_Document excerpt_:

Today’s post comes as a result of an urgent request.

A reader Tweeted this:

With pen and pencil I sat down to suggest a few delights but found the list soon out of control. How to choose just six brilliant writers from all the wonders out there?

This particular reader discovered my books through the Smart Women promotion, thanks to other authors she enjoyed. I’ve never met her but I know she’s a jewellery designer and loves beautiful things, she’s an eclectic reader and appreciates well-wrought prose. Finally, when she finds an author she likes, she devours all their work.

So, here are six authors with a body of work to their name, all of whom I can personally recommend. I have also added an example of their writing to start the curious reader on a wonderful journey of words.

Jim Williams

A Renaissance man who apparently turns his hand to all kinds of genres with ease. His prose is witty, erudite and entertaining, sometimes subverting the style with a sly wink. A well-read man who writes well-worth reading books. Highly addictive.

His murder-mystery boxset is a great place to start.

 

Amanda Hodgkinson

A novelist with a poet’s soul, this author makes her words dance like butterflies. Her books are unconnected apart from the beauty of her prose, so start where you like, then relish her short story in the Grand Central collection.

Try 22 Britannia Road or Spilt Milk and you’ll be hypnotised.

Piers Alexander

If surround-sensory, rambunctious historical fiction is your thing, read this man. The Bitter Trade and Scatterwood would not be my traditional fare, but this is a writer who draws you into its world like Süskind’s Perfume.

_Input material_:
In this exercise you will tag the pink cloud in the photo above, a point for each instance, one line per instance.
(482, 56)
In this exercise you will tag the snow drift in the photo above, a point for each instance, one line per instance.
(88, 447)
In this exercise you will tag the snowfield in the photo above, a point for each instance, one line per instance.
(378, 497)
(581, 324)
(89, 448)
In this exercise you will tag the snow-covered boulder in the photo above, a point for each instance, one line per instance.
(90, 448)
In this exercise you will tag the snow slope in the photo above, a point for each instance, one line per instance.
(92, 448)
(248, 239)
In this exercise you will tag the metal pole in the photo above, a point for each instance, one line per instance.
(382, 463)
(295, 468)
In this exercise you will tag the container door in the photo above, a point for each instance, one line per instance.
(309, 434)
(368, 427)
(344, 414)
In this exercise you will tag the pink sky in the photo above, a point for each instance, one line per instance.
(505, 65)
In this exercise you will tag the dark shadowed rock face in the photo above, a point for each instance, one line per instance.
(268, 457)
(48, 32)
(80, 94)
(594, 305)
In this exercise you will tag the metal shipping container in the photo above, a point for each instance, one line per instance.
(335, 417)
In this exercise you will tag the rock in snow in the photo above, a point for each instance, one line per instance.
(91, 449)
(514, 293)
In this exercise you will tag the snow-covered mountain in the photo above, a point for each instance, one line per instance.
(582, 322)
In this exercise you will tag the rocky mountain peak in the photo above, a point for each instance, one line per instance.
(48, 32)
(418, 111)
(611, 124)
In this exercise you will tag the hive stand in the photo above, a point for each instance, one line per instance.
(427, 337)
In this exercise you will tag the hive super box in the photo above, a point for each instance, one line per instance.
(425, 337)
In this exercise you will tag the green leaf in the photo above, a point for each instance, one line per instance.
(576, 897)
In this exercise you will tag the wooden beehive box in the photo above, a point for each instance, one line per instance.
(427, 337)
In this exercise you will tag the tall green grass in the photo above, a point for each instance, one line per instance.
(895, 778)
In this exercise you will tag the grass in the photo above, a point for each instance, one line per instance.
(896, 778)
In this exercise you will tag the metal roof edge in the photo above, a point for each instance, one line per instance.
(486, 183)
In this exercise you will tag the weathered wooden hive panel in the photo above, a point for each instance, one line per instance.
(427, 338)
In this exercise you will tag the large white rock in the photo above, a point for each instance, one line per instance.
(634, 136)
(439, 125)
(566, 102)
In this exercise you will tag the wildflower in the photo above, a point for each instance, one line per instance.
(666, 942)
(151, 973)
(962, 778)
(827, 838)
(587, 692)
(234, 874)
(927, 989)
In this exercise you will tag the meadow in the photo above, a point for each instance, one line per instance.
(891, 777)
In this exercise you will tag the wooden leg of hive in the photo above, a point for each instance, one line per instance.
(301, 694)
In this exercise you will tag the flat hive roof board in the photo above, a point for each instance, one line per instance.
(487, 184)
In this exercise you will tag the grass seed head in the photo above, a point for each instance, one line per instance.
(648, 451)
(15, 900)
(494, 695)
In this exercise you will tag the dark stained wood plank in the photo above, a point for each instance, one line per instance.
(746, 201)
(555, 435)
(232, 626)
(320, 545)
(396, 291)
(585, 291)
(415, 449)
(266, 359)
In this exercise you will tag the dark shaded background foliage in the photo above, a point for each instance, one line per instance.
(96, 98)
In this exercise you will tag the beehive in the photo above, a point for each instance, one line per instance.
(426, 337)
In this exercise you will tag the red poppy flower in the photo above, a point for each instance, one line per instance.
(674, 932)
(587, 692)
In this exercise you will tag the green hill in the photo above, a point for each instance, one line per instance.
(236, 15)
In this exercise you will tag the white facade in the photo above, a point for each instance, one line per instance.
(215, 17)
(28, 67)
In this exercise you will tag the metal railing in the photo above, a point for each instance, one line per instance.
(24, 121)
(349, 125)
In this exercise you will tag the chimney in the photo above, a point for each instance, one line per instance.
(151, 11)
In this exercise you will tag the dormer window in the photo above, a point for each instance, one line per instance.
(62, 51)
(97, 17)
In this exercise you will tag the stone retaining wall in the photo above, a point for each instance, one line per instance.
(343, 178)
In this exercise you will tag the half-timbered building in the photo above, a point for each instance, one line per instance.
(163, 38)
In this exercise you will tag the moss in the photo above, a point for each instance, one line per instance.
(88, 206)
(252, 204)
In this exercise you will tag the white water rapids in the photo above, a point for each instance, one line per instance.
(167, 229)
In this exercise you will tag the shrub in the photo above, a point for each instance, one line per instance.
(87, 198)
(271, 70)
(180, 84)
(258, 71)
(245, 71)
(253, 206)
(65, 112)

_Exercises_:
• 1. Translate this sentence from the book recommendations post into Spanish: "Today's post comes as a result of an urgent request."
• 2. Rewrite the listing lines starting at the line that contains "In this exercise you will tag the shrub" and ending at the last line of the listing, requests included, with 58 added to every coordinate.

_Answers to the exercises_:
• 1. La entrada de hoy surge a raíz de una petición urgente.

• 2.
In this exercise you will tag the shrub in the photo above, a point for each instance, one line per instance.
(145, 256)
(329, 128)
(238, 142)
(316, 129)
(303, 129)
(311, 264)
(123, 170)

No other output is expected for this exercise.